---------- DOCUMENT SECTION ----------

On Life Support

16 June 2022


Cogito Ergo Non Serviam

Fed Raises Rates 0.75%


The Federal Reserve, in an effort to halt the inflation affecting the US, has raised interest rates by 0.75%, the largest increase since the 1990s. The critics have stated that the Fed was slow to act against this wave of price increases, and looking at the Fed\'s own predictions, the central bank may well have underestimated the gravity of the problem. At the same time, this journal believes that inflation is always preferable to recession or depression, and the Fed was right in letting inflation run a bit before acting to ensure there was no economic collapse. After all, the world was coming off a global economic shut-down to prevent Covid deaths. And above all, the current interest rate increases are merely returning the interest rate and debt markets to historical norms, ending the last 14 years of aberrantly low rates.

---------- DATA PROVIDED ----------

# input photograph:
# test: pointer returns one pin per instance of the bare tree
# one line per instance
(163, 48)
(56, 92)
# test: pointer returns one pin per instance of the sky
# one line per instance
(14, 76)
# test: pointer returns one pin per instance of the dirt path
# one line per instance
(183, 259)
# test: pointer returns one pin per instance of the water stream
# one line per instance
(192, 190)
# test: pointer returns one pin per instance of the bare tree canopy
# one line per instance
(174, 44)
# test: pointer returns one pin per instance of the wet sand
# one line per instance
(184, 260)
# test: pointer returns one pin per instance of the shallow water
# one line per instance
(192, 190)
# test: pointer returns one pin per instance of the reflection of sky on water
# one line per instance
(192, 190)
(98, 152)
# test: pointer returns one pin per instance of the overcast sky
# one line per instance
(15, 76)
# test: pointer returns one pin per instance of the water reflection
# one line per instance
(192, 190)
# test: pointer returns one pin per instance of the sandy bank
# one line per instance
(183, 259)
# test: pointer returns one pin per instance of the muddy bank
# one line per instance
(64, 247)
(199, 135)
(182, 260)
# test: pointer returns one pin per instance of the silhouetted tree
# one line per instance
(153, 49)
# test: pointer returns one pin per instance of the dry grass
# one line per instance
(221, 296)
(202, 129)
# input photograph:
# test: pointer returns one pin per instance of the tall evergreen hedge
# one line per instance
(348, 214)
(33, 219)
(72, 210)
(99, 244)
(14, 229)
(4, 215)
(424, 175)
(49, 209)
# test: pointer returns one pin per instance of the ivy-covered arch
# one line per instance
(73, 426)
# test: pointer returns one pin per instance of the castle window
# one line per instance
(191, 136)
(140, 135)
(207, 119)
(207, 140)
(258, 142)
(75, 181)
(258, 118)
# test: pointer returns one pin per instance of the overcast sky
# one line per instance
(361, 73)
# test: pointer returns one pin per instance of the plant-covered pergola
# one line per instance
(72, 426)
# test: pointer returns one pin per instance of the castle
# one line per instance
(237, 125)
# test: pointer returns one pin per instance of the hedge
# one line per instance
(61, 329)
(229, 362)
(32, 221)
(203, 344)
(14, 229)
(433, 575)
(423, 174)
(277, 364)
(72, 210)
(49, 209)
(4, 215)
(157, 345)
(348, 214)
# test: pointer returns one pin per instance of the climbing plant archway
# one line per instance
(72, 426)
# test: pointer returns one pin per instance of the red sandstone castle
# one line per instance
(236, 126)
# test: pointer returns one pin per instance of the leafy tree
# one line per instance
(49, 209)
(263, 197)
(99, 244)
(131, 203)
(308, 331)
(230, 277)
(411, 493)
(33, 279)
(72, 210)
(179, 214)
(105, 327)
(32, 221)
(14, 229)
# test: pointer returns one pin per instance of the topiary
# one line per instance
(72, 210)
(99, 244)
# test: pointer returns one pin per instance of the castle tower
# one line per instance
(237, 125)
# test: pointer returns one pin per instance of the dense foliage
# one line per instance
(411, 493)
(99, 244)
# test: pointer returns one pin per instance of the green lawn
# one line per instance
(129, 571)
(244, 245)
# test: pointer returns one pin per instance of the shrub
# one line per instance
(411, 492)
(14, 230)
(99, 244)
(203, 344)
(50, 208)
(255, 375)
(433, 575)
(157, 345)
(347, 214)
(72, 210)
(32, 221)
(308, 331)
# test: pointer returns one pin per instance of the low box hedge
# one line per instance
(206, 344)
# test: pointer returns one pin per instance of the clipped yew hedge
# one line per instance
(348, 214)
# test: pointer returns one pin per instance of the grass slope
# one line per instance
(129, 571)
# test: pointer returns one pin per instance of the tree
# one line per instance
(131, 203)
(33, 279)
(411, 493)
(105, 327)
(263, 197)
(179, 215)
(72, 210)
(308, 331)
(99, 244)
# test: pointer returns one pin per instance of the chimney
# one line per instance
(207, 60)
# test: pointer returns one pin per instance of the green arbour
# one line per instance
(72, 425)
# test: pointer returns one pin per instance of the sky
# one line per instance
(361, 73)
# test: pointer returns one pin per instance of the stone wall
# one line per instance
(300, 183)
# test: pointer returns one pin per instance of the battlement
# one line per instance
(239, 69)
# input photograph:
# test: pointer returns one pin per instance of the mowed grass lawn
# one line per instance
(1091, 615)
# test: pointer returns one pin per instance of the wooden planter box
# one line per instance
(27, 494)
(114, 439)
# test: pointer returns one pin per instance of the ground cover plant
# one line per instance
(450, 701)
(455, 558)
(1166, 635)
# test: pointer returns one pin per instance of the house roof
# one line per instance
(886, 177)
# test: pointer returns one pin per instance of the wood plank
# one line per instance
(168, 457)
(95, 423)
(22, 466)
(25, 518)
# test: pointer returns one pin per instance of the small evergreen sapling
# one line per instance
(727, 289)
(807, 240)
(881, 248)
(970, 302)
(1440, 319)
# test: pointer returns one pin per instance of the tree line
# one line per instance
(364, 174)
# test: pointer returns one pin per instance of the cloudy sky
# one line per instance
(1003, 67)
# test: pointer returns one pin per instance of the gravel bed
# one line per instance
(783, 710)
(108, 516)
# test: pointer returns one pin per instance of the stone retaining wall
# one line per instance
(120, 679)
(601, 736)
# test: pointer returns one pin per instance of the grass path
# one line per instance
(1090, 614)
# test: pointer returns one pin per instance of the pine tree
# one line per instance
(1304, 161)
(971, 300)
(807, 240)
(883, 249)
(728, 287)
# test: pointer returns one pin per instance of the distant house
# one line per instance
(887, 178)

----------

Repeat word for word everything in the post on the Fed rate increase from "Fed Raises Rates" down to "aberrantly low rates.". The material has no connection to the post on the Fed rate increase.

Fed Raises Rates 0.75%


The Federal Reserve, in an effort to halt the inflation affecting the US, has raised interest rates by 0.75%, the largest increase since the 1990s. The critics have stated that the Fed was slow to act against this wave of price increases, and looking at the Fed\'s own predictions, the central bank may well have underestimated the gravity of the problem. At the same time, this journal believes that inflation is always preferable to recession or depression, and the Fed was right in letting inflation run a bit before acting to ensure there was no economic collapse. After all, the world was coming off a global economic shut-down to prevent Covid deaths. And above all, the current interest rate increases are merely returning the interest rate and debt markets to historical norms, ending the last 14 years of aberrantly low rates.